## Problem description
Reproduce the data below word for word, from the line containing "Q: Mark a point on every instance of the white information" through the last line of the data, with both of those lines included.

-- BEGIN --

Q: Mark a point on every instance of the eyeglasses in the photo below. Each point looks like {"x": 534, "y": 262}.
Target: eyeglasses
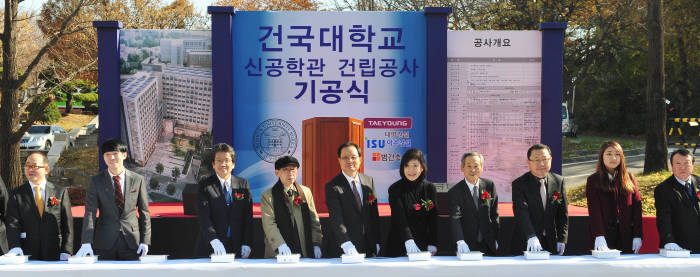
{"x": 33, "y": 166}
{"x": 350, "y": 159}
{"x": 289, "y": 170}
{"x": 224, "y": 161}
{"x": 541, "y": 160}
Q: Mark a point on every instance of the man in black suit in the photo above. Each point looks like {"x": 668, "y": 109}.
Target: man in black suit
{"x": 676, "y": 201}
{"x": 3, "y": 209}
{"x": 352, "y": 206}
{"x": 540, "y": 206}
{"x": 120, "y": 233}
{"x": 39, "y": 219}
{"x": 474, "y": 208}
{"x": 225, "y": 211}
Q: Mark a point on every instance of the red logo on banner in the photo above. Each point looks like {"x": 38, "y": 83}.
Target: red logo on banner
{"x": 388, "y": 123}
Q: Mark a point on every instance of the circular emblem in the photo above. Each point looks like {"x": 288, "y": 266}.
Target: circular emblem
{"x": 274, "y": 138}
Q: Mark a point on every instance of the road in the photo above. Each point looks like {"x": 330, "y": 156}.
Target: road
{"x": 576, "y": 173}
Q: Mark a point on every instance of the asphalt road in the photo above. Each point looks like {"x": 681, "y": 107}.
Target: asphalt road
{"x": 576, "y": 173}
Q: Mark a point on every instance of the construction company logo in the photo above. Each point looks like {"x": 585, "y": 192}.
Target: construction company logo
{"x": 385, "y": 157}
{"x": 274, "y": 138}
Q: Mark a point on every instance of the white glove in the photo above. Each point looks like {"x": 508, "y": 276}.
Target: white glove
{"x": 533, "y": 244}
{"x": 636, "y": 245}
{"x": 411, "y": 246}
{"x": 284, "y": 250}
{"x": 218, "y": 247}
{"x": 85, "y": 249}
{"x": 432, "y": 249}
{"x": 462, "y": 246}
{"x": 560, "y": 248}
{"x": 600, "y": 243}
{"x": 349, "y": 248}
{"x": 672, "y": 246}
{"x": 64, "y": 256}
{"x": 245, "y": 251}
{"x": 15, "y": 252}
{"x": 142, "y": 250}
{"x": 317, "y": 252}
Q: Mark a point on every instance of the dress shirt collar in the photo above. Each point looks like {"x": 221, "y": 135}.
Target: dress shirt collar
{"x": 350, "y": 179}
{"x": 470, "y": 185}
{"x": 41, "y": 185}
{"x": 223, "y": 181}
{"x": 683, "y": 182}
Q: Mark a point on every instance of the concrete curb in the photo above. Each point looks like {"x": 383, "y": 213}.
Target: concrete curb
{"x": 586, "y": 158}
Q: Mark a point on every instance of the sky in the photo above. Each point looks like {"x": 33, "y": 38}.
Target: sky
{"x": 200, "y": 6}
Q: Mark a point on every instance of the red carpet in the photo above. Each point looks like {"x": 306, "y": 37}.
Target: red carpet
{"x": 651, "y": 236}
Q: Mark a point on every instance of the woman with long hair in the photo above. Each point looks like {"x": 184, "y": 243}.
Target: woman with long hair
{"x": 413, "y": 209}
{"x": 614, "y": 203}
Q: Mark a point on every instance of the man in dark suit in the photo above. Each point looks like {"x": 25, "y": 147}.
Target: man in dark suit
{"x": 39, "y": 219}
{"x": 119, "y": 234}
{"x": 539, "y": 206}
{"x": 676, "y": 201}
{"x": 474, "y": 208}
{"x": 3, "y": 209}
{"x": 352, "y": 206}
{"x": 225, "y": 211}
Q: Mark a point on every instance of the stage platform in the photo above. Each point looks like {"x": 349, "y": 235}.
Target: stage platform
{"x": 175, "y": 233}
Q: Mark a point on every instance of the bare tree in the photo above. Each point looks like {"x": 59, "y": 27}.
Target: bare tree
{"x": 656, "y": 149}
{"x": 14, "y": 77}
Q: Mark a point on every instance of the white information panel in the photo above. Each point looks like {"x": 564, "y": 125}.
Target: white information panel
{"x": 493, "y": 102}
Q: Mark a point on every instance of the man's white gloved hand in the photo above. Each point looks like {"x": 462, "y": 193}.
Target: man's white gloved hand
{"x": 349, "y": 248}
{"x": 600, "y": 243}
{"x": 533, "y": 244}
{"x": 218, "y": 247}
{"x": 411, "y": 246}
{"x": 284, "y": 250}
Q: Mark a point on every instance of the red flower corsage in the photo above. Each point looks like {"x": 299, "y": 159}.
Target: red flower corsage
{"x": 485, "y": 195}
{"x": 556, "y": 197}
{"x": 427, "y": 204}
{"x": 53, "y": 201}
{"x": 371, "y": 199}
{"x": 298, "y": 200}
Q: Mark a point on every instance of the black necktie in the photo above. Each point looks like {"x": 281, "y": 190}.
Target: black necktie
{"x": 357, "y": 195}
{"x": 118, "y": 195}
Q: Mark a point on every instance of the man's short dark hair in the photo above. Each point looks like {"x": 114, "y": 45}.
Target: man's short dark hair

-- END --

## Task result
Q: Mark a point on every instance of the white information panel in the photo above. Each point looks like {"x": 564, "y": 125}.
Target: white information panel
{"x": 493, "y": 102}
Q: Mark a point on every instance of the man's white gloved hand in the photo above. Each point looks like {"x": 462, "y": 193}.
Target: man's white gloved hand
{"x": 349, "y": 248}
{"x": 600, "y": 243}
{"x": 533, "y": 244}
{"x": 218, "y": 247}
{"x": 411, "y": 246}
{"x": 284, "y": 250}
Q: Mark a point on every instance of the red flower corsage in the photo above. Each point looks like {"x": 299, "y": 159}.
Target: red flower corsage
{"x": 485, "y": 195}
{"x": 556, "y": 197}
{"x": 427, "y": 204}
{"x": 53, "y": 201}
{"x": 371, "y": 199}
{"x": 298, "y": 200}
Q: Mark a point on every instance of the black necktie in the photo above. Each point looks like {"x": 281, "y": 190}.
Target: black necktie
{"x": 357, "y": 195}
{"x": 118, "y": 195}
Q: Mark a point on every instance of the man's short dark hair in the photo above. Each point looks like {"x": 114, "y": 45}.
Target: man's short dark hair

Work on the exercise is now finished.